** Opening EXTRACTED ENTRIES block **

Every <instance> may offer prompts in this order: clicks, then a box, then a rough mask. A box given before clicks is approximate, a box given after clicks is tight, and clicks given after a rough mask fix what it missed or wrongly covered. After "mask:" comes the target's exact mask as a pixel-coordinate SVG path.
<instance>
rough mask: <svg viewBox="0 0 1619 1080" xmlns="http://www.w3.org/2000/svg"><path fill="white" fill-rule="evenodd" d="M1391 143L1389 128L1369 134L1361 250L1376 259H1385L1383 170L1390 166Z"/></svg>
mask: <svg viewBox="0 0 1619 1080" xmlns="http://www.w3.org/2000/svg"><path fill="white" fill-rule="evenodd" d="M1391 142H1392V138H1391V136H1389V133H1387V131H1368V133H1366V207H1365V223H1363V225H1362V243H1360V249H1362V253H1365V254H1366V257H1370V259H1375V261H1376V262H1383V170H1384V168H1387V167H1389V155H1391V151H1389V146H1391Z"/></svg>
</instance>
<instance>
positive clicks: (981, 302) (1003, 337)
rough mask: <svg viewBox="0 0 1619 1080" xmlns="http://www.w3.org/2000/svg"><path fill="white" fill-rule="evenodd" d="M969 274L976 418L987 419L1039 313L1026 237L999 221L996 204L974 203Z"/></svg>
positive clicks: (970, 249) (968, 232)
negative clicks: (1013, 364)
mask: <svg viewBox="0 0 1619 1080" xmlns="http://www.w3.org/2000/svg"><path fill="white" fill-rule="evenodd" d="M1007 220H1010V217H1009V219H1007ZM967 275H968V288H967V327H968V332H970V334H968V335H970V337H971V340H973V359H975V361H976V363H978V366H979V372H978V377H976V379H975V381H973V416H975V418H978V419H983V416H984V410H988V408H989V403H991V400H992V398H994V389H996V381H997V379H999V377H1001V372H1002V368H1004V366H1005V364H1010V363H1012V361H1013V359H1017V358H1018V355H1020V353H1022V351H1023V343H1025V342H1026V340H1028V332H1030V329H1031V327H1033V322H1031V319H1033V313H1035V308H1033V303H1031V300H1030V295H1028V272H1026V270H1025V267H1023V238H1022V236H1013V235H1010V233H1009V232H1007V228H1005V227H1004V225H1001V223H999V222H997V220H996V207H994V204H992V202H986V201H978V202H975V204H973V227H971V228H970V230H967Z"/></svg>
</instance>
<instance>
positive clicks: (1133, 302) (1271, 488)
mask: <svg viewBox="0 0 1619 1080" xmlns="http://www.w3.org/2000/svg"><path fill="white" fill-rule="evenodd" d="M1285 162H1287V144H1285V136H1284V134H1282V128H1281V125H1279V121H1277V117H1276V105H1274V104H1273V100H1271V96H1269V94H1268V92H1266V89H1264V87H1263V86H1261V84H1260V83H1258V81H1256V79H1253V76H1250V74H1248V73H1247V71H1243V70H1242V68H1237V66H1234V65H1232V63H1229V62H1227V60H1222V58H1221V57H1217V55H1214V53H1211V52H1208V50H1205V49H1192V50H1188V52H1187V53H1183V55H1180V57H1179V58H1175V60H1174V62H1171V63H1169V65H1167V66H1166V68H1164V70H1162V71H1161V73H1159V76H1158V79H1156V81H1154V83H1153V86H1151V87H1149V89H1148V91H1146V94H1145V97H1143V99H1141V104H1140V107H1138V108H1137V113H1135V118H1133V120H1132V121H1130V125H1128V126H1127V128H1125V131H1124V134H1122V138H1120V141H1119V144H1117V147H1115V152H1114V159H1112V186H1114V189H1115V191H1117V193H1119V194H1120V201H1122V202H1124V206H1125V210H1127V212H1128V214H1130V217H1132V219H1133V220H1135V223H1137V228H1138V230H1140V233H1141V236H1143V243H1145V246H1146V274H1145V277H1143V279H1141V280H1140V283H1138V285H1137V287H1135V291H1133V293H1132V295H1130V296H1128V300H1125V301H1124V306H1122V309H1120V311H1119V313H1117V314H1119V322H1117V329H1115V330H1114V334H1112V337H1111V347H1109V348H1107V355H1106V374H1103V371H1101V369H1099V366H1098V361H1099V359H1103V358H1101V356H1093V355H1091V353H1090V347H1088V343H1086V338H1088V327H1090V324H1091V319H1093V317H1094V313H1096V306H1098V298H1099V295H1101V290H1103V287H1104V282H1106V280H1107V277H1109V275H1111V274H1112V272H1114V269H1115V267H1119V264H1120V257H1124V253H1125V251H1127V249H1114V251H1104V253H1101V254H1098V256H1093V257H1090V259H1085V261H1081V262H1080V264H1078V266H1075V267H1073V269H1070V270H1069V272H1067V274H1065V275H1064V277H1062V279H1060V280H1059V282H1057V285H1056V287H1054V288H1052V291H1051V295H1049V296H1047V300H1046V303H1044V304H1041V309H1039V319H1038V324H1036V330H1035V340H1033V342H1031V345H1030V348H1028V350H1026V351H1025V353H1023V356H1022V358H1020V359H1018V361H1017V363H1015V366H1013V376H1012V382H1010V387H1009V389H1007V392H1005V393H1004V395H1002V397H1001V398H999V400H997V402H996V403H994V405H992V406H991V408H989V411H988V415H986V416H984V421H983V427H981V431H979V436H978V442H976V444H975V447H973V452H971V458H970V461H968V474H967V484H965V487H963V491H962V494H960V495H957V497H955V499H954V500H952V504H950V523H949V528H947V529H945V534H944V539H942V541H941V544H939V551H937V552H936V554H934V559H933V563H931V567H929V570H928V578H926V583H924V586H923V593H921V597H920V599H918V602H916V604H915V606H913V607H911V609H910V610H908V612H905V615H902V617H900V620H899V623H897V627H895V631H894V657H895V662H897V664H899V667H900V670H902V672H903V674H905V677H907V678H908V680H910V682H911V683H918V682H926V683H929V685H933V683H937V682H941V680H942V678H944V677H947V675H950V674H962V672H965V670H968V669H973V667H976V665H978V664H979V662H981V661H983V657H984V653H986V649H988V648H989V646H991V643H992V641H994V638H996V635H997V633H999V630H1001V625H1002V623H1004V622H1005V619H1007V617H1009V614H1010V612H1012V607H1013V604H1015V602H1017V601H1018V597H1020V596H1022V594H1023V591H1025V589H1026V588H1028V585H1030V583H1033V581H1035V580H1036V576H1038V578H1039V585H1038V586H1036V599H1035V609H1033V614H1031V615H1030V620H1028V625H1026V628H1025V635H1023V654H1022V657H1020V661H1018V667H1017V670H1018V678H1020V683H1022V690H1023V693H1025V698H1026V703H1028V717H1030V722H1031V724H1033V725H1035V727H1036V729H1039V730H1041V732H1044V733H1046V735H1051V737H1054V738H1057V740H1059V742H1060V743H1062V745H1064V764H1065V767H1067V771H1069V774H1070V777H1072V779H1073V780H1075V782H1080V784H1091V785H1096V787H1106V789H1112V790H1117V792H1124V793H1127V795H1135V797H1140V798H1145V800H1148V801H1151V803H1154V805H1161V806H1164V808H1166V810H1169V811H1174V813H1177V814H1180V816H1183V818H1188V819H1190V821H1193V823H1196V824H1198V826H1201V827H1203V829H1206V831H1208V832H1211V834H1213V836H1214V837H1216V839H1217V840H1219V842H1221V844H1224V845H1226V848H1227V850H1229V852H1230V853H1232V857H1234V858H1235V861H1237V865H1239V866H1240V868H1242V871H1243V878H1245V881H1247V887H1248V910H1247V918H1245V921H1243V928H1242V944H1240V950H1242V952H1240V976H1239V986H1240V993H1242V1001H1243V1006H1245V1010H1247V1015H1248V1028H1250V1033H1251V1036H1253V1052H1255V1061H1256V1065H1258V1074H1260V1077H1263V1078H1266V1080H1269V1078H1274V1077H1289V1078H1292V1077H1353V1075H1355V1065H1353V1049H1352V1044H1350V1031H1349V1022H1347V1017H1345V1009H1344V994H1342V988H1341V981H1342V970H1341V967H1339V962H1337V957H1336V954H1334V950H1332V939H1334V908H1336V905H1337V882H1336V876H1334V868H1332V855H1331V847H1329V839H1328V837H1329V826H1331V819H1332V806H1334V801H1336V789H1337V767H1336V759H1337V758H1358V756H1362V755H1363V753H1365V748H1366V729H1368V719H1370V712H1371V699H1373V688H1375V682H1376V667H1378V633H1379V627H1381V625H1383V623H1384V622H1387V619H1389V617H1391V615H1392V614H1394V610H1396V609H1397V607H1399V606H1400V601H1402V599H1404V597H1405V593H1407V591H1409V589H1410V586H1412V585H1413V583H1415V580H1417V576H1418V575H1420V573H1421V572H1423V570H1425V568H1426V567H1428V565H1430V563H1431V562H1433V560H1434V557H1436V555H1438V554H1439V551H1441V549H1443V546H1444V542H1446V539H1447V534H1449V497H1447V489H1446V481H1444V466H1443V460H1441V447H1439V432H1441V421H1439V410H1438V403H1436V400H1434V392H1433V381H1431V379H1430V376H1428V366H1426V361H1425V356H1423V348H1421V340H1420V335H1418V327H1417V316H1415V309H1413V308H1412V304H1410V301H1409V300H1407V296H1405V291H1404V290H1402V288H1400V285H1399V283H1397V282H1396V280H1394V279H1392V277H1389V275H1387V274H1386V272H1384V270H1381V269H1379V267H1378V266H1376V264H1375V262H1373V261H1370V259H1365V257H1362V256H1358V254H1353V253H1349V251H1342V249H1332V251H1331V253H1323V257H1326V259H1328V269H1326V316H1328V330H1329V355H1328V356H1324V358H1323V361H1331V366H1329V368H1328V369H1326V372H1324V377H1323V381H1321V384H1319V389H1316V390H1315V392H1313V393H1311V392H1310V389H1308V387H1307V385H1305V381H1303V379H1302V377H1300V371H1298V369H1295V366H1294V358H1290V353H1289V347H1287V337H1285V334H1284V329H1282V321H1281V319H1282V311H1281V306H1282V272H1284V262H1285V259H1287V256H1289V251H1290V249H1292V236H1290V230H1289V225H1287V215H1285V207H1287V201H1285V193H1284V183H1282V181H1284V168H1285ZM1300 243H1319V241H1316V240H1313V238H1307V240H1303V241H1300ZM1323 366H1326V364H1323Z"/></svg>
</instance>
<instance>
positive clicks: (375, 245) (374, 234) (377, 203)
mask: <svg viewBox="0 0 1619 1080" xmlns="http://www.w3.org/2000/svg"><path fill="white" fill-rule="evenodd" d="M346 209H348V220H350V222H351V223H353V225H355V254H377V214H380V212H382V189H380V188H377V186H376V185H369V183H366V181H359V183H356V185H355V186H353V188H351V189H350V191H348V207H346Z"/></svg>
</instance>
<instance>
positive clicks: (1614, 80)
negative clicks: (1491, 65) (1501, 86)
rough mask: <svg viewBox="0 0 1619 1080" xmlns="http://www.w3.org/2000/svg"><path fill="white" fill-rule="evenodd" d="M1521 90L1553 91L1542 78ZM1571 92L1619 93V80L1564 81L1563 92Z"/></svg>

** Closing EXTRACTED ENTRIES block **

> [INSTRUCTIONS FOR THE TASK]: Switch "rough mask" to "coarse mask" in the rows above, from the start of the rows to the line with "positive clicks: (970, 249) (968, 232)", and write out those lines with nothing else changed.

> [EXERCISE ANSWER]:
Every <instance> may offer prompts in this order: clicks, then a box, then a coarse mask. A box given before clicks is approximate, a box given after clicks is tight, and clicks given after a coarse mask fix what it missed or wrongly covered. After "mask:" comes the target's exact mask as a pixel-coordinate SVG path.
<instance>
coarse mask: <svg viewBox="0 0 1619 1080" xmlns="http://www.w3.org/2000/svg"><path fill="white" fill-rule="evenodd" d="M1391 143L1389 128L1369 134L1361 250L1376 259H1385L1383 170L1390 166Z"/></svg>
mask: <svg viewBox="0 0 1619 1080" xmlns="http://www.w3.org/2000/svg"><path fill="white" fill-rule="evenodd" d="M1391 142H1392V138H1391V136H1389V133H1387V131H1368V133H1366V207H1365V223H1363V225H1362V243H1360V249H1362V253H1365V254H1366V257H1370V259H1375V261H1376V262H1383V170H1384V168H1387V167H1389V155H1391V151H1389V146H1391Z"/></svg>
</instance>
<instance>
positive clicks: (981, 302) (1003, 337)
coarse mask: <svg viewBox="0 0 1619 1080" xmlns="http://www.w3.org/2000/svg"><path fill="white" fill-rule="evenodd" d="M969 274L976 418L987 419L1039 313L1026 237L999 221L996 204L974 203Z"/></svg>
positive clicks: (970, 249) (968, 232)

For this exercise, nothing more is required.